▶ [PAGE TEXT]:

Investing in biotech stocks is risky. And one of the more volatile ones of late is Sarepta Therapeutics (SRPT 1.08%). Shares of the company crashed last week after it released results from phase 3 trials, which failed to impress investors and analysts. Is the company in big trouble, or is this latest setback simply a good opportunity for long-term investors to buy the stock at a reduced price?

Elevidys didn't meet its primary endpoint

For biotech investors, the results of a clinical trial can often be more important for a stock than its actual earnings numbers. Trials help determine a drug's safety profile and how effective it is in doing what it is designed to do. A primary endpoint is the main goal for a trial, and if that isn't met, that can be a sign it is not effective.

That's what happened last week to Sarepta. On Oct. 30, the company reported results from a phase 3 study of its gene therapy, Elevidys, a treatment for Duchenne muscular dystrophy (DMD). In June, the Food and Drug Administration (FDA) granted accelerated approval for the treatment, but it was for a narrower group -- children between the ages of 4 and 5 -- than what the company intended. Sarepta was hoping the approval would cover children up to the age of 7.

Following an accelerated approval, the FDA normally requires another trial to further test a treatment option. And in the results Sarepta recently released, the data failed to show there was a statistically significant improvement in patients versus a placebo. As a result of the news, the healthcare stock plummeted by 43% last Tuesday.

The company remains optimistic

Investors are concerned that not only may the label not get expanded to cover older children but that the FDA may even pull the accelerated approval. When the FDA granted the accelerated approval in June, it required an additional study and said that it would review the data to determine "if further action, such as a revised indication or withdrawal of Elevidys, may be necessary."

But Sarepta's management still believes there's a possibility for a good result in the end, stating that the FDA has "confirmed that, based on the totality of the evidence, they are open to such label expansion if supported by review of the data." There aren't many treatment options for DMD, and the FDA says its accelerated approval in June "addresses an urgent unmet medical need." The importance of making another treatment option available could encourage the FDA to have more flexibility on the approval -- people with DMD usually don't live past their 30s.

Ultimately, it depends on how the overall data looks and how far off the trial was in missing the mark. Simply falling short of the primary endpoint may not tell the whole story, which is why management appears to be cautiously optimistic.

However, investors also need to remember that management will often paint a rosy picture regardless of the situation the business is in. So, it's important to take any guidance or reassurance with a grain of salt. Until the FDA makes a firm decision on Elevidys, there's going to be a lot of uncertainty around the business.

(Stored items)
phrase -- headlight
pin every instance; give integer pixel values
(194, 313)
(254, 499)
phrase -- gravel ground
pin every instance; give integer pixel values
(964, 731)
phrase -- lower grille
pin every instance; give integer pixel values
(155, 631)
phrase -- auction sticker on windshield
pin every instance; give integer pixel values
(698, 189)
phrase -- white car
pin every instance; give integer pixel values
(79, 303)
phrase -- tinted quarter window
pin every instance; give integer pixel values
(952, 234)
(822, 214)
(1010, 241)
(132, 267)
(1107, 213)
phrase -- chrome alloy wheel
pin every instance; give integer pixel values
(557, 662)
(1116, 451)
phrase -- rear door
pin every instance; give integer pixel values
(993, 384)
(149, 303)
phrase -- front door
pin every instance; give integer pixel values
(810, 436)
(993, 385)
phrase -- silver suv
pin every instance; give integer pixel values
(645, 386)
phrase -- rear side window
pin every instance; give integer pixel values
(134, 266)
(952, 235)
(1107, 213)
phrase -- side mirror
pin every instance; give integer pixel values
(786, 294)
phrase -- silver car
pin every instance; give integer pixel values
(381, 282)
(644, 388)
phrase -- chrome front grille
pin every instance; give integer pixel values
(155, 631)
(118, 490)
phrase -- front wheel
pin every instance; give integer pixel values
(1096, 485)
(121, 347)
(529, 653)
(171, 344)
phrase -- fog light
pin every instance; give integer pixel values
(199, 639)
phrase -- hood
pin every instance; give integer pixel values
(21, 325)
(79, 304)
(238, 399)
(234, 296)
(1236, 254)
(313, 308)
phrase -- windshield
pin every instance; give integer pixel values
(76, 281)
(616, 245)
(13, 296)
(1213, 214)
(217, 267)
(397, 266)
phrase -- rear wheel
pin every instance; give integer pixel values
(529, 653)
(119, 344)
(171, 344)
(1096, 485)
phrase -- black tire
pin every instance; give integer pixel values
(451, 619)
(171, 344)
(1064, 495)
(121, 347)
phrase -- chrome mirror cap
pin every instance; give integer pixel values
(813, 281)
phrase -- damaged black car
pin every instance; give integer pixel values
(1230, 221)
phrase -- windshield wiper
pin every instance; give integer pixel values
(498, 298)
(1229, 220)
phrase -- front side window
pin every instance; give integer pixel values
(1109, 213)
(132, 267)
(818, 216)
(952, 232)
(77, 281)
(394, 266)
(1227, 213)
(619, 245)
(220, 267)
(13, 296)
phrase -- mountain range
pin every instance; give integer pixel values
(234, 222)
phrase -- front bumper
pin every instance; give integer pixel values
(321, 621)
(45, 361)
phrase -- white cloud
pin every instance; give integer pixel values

▶ [ACTIONS TO TAKE]:
1/ Answer from the Sarepta article:
(a) On what date did Sarepta report the phase 3 results for Elevidys?
(b) By what percentage did the stock fall last Tuesday?
(c) Which age group did the FDA's June accelerated approval cover?
2/ From the Sarepta article, extract the passage that starts at the words "That's what happened" and ends after the words "the age of 7.".

▶ [SET OF ANSWERS]:
1/
(a) Oct. 30
(b) 43%
(c) Children between the ages of 4 and 5

2/
That's what happened last week to Sarepta. On Oct. 30, the company reported results from a phase 3 study of its gene therapy, Elevidys, a treatment for Duchenne muscular dystrophy (DMD). In June, the Food and Drug Administration (FDA) granted accelerated approval for the treatment, but it was for a narrower group -- children between the ages of 4 and 5 -- than what the company intended. Sarepta was hoping the approval would cover children up to the age of 7.